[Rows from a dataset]

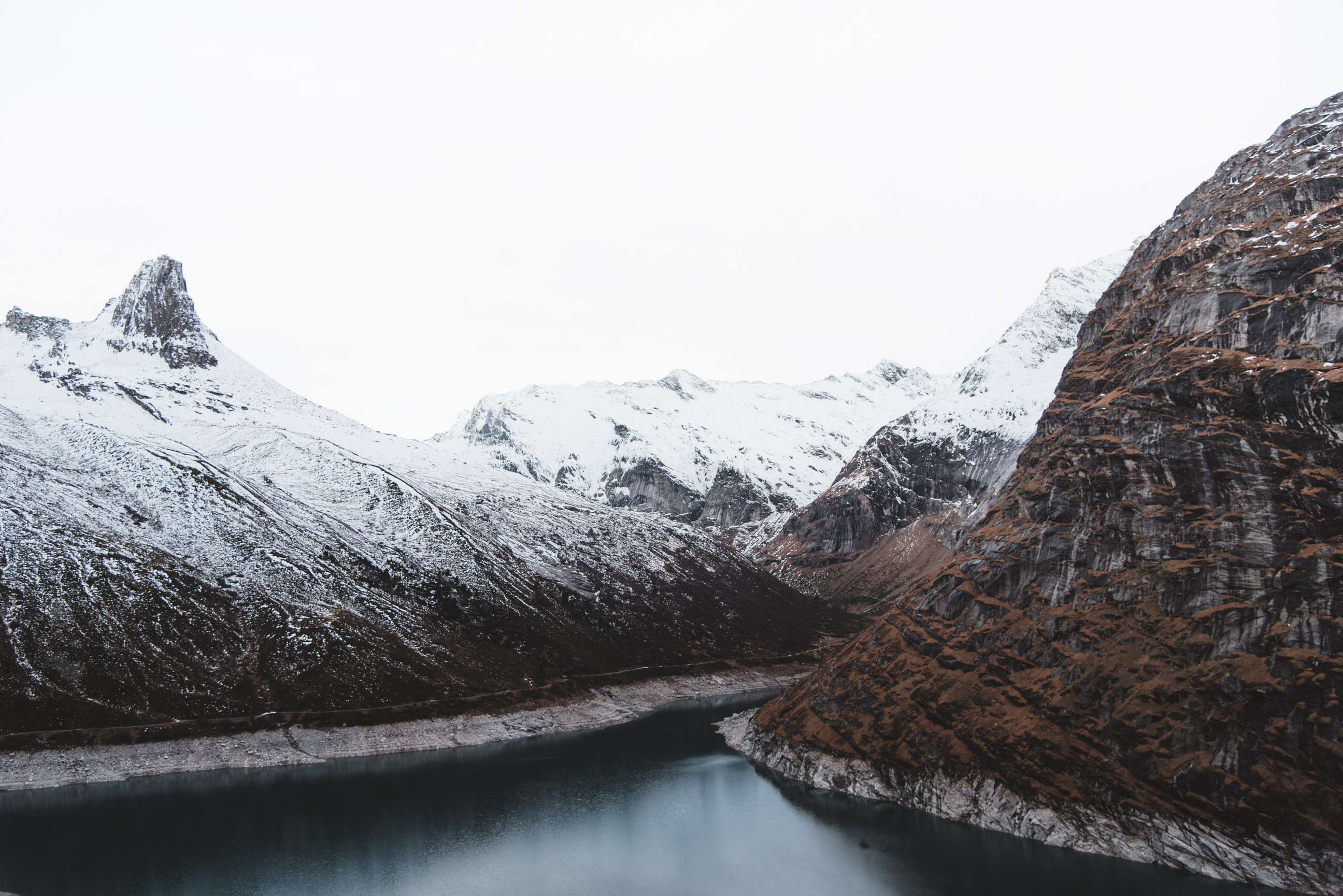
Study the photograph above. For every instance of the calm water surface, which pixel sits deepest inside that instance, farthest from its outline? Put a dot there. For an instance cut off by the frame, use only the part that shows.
(656, 806)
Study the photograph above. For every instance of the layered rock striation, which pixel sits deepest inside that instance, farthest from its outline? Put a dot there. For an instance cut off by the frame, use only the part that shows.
(1135, 651)
(946, 457)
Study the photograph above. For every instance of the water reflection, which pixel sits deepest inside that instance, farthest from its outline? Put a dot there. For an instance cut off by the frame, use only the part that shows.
(657, 806)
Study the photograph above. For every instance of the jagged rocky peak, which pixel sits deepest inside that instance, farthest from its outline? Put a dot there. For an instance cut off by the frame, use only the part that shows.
(950, 454)
(156, 316)
(1140, 640)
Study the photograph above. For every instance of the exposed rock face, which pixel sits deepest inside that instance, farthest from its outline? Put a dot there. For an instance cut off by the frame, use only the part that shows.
(735, 499)
(953, 452)
(189, 540)
(156, 316)
(1145, 625)
(35, 327)
(648, 485)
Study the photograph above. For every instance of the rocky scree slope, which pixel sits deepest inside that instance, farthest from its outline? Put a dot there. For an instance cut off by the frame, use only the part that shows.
(697, 451)
(1137, 651)
(184, 538)
(946, 458)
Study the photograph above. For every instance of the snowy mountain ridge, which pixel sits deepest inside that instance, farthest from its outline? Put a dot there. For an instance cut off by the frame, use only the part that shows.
(951, 453)
(183, 537)
(1001, 394)
(687, 446)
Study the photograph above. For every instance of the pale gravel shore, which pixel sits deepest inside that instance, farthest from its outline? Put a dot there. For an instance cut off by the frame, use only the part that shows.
(601, 707)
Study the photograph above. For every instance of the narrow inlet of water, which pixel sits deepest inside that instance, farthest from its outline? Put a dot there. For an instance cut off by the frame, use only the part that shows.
(657, 806)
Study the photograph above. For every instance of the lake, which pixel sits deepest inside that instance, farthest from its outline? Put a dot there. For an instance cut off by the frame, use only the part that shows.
(656, 806)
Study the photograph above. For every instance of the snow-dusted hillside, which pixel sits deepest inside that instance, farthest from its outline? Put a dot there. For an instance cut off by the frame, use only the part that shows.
(685, 446)
(954, 451)
(183, 537)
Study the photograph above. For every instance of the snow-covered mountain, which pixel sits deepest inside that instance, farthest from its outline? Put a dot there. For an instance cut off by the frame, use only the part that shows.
(954, 451)
(695, 449)
(183, 537)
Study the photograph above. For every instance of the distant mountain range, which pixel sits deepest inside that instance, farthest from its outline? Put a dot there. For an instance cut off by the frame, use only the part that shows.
(724, 453)
(185, 538)
(1101, 566)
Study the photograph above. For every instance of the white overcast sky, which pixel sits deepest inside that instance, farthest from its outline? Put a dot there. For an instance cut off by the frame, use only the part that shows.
(396, 209)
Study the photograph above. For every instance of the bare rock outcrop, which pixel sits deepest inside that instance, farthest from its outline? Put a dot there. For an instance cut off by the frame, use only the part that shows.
(1146, 623)
(949, 456)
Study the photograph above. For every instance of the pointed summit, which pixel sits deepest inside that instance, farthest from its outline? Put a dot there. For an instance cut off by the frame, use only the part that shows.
(156, 316)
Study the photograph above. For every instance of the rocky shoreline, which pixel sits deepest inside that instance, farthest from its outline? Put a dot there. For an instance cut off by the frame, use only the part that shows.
(285, 745)
(982, 801)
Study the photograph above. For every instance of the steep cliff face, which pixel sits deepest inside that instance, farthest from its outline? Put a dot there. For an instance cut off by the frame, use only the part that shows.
(661, 445)
(947, 456)
(184, 538)
(1137, 651)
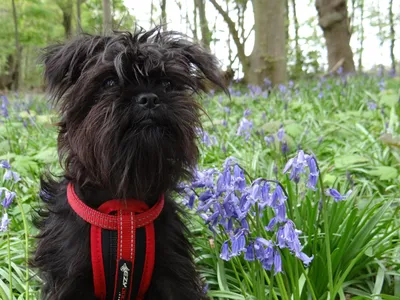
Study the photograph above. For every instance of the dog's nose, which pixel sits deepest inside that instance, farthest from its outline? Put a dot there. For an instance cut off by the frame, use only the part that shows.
(148, 100)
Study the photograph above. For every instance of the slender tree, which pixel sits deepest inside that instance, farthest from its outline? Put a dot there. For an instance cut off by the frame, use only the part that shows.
(392, 37)
(17, 61)
(333, 19)
(205, 31)
(78, 16)
(163, 6)
(66, 7)
(107, 17)
(360, 66)
(194, 28)
(268, 58)
(298, 55)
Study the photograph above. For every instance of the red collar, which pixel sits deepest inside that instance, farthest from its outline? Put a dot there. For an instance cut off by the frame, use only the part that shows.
(131, 217)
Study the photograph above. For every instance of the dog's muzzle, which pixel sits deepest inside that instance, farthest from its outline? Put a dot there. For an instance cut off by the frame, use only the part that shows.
(122, 243)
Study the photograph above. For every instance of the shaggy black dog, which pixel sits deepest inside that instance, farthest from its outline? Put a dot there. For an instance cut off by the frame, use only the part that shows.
(127, 130)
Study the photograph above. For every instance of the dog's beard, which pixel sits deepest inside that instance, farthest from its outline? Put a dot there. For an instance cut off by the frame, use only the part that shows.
(131, 152)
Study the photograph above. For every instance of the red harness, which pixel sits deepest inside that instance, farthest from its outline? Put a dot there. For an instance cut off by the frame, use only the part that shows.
(131, 224)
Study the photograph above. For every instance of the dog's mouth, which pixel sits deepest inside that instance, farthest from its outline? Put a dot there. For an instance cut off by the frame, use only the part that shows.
(148, 121)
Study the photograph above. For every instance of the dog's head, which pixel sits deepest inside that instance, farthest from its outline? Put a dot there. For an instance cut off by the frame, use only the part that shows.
(128, 108)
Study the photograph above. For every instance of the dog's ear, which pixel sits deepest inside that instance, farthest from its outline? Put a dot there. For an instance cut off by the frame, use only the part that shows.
(205, 68)
(63, 63)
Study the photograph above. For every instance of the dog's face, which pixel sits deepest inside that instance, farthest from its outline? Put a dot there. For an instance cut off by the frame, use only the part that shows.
(128, 109)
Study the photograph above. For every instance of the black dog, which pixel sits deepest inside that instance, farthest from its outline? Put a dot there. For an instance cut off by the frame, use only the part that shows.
(127, 130)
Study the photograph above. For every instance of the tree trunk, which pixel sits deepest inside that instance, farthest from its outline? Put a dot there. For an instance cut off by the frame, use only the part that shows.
(392, 37)
(205, 31)
(66, 7)
(243, 59)
(164, 13)
(268, 59)
(107, 18)
(333, 19)
(17, 62)
(194, 28)
(298, 55)
(78, 17)
(360, 66)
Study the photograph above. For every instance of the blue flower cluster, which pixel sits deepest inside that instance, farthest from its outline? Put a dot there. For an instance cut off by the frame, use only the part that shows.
(7, 196)
(229, 205)
(298, 165)
(206, 139)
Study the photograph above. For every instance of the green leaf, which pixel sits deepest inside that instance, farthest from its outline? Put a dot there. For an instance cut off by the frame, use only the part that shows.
(346, 161)
(221, 276)
(389, 98)
(226, 295)
(384, 173)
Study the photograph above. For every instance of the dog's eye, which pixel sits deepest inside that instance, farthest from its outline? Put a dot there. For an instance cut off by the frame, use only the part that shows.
(167, 85)
(110, 82)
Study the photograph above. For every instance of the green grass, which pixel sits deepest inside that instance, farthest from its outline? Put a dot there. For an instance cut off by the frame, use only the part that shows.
(355, 243)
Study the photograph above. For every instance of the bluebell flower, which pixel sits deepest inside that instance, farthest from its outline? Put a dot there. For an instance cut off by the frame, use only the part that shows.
(11, 175)
(267, 82)
(285, 147)
(245, 127)
(278, 196)
(249, 254)
(269, 139)
(4, 109)
(8, 198)
(305, 258)
(245, 224)
(259, 249)
(281, 134)
(280, 212)
(207, 139)
(277, 262)
(247, 112)
(282, 88)
(372, 105)
(271, 224)
(205, 195)
(297, 166)
(5, 165)
(225, 251)
(238, 177)
(4, 223)
(204, 178)
(238, 243)
(336, 195)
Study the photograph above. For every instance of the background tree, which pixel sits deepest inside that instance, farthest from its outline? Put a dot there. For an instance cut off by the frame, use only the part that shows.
(163, 6)
(17, 62)
(268, 58)
(200, 6)
(66, 7)
(392, 37)
(333, 19)
(107, 17)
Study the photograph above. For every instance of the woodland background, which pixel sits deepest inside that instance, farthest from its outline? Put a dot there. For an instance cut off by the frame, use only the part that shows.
(255, 39)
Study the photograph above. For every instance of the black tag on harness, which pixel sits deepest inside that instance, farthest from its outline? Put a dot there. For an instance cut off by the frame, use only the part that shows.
(124, 280)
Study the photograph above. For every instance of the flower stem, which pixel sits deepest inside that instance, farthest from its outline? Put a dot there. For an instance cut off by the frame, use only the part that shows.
(327, 239)
(269, 283)
(281, 286)
(238, 279)
(26, 232)
(9, 265)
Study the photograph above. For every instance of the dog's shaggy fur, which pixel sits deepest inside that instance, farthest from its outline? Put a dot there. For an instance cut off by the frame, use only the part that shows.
(110, 147)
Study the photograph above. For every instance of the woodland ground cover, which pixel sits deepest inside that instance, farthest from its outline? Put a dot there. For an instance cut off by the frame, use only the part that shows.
(328, 227)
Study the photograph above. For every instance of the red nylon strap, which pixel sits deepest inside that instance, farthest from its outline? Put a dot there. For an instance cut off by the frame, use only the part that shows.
(131, 214)
(110, 222)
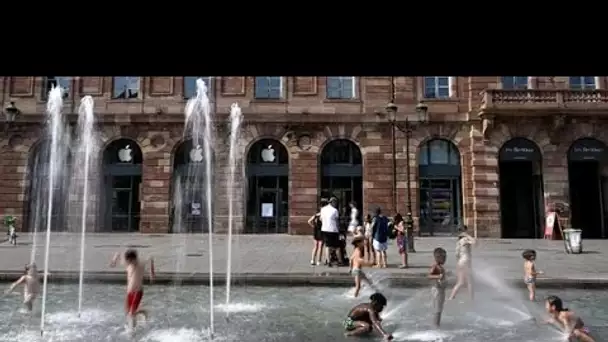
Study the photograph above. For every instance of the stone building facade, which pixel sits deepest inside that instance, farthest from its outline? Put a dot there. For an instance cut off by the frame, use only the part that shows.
(493, 153)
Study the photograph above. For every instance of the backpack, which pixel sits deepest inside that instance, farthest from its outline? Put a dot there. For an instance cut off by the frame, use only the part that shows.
(317, 222)
(381, 231)
(392, 232)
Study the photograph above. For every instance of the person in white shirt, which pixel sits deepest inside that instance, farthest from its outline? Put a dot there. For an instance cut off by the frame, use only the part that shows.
(354, 221)
(329, 227)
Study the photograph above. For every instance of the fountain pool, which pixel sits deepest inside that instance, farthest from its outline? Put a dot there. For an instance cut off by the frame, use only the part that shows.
(280, 314)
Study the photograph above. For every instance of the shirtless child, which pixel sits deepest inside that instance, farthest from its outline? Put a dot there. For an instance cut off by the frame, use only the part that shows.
(437, 274)
(366, 316)
(31, 286)
(135, 279)
(530, 272)
(567, 320)
(357, 262)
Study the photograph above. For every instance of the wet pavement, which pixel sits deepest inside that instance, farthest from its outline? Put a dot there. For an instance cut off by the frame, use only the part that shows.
(285, 255)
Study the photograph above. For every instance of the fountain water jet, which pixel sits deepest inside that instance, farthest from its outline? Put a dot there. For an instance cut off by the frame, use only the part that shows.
(37, 210)
(87, 139)
(236, 118)
(56, 155)
(198, 115)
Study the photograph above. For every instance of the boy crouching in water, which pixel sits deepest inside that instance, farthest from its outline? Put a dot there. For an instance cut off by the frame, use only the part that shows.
(365, 317)
(31, 286)
(135, 279)
(437, 274)
(357, 262)
(567, 320)
(530, 272)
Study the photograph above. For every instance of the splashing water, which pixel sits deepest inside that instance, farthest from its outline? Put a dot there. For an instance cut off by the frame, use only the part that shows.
(236, 118)
(198, 115)
(57, 128)
(241, 307)
(422, 336)
(86, 142)
(485, 275)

# WHAT YOU SHOULD DO
From the line that contains "Study the photograph above. For every instance of the shirtless" to the last line of the material above, repeat every line exactly, keeping both the first and the last.

# EXERCISE RESULT
Study the photograph above. For every instance of the shirtless child, which pixel sits deepest inside that instance, farthest from its outline? Put a dot there. For an instance cut off by the frame, use only the part that shows.
(437, 274)
(366, 316)
(31, 286)
(135, 279)
(530, 272)
(567, 320)
(357, 262)
Study the photograph above. For every instance of the wet pavement, which pixel sits deepest inside that instance, farthest from its outline? Put a dot there. For an instance cut off by the frame, use only the part that shows.
(285, 255)
Study the photograph above. For every instance of the fountain water jet, which pixel sits deepest inside that instance, farthest from its outline? Put a dot there. For an instance cut off by the frame, use only the part that shows.
(37, 210)
(87, 139)
(236, 118)
(56, 155)
(198, 115)
Study the photograph above. For every instance of the boy crouching in water, which pixel sits deepest inside that instance, farthest from its outline? Put a dot there. For an instance cut off by the frame, use only the part that shows.
(365, 317)
(31, 286)
(135, 279)
(437, 274)
(357, 262)
(567, 320)
(530, 272)
Study the photograph above. For every instance of the splashing water, which pixel sits deepest inside that instance, farthest from its outline? Put a dot there. For an instance cut off by the frame, use only the part that shows.
(236, 118)
(198, 115)
(57, 128)
(241, 307)
(422, 336)
(86, 142)
(485, 275)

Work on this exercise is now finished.